**AIM OF THE TASK**
State how many lines in the material below contain the string "drawer". Reply with the number alone.

Collection entries:
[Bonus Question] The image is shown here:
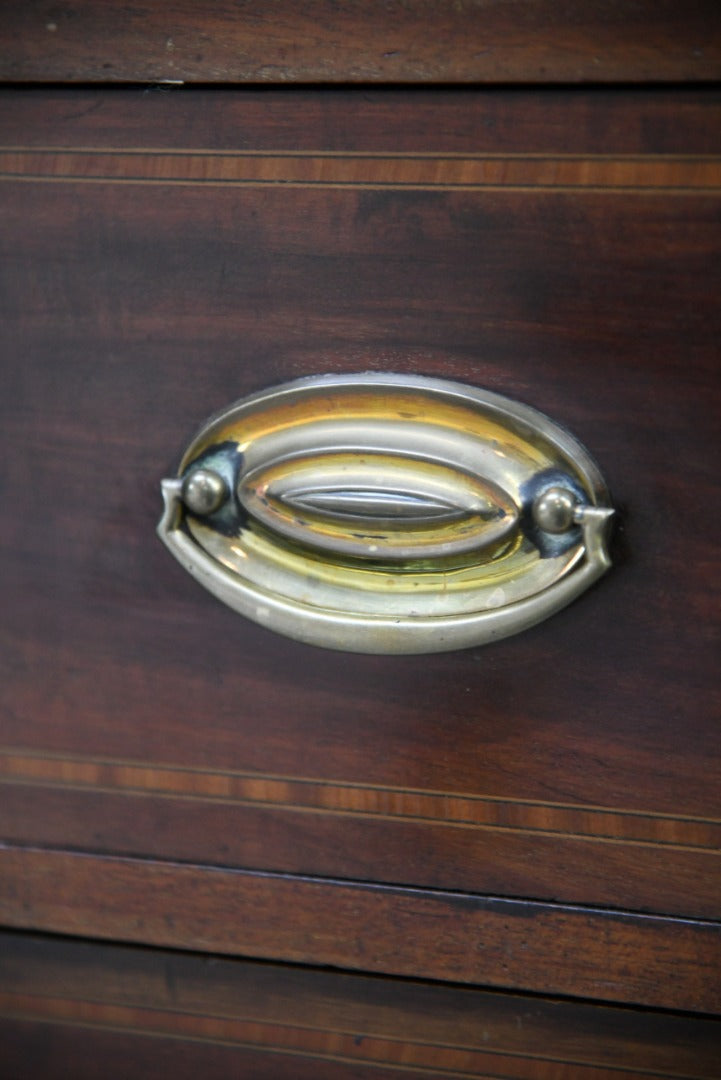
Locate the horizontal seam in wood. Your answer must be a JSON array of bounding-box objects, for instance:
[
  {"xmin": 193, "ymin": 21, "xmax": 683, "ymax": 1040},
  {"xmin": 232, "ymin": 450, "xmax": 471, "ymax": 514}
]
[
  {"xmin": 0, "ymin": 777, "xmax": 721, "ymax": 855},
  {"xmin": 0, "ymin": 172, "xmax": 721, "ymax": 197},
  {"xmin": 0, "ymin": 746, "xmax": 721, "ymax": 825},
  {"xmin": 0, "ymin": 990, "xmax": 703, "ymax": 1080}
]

...

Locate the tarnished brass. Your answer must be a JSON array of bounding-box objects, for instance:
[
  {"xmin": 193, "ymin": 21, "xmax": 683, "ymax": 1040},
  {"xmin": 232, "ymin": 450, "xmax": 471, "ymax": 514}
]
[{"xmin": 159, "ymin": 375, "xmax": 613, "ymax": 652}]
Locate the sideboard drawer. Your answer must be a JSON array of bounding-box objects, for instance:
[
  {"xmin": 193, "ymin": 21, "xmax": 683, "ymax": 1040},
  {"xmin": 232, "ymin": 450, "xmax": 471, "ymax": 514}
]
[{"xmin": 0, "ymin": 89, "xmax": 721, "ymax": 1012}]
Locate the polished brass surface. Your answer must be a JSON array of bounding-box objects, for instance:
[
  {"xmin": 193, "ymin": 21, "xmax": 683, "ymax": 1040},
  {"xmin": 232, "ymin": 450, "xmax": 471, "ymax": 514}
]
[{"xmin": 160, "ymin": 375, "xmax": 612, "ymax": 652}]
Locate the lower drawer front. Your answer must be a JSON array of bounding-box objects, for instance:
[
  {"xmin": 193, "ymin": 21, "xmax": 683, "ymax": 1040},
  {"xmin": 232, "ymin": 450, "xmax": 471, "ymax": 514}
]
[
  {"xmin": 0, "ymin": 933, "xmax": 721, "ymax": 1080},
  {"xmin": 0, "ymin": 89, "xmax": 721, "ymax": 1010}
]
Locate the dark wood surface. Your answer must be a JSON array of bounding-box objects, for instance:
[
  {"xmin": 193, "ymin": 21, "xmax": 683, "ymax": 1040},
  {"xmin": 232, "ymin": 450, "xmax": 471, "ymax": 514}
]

**WRITTEN SOLUTION**
2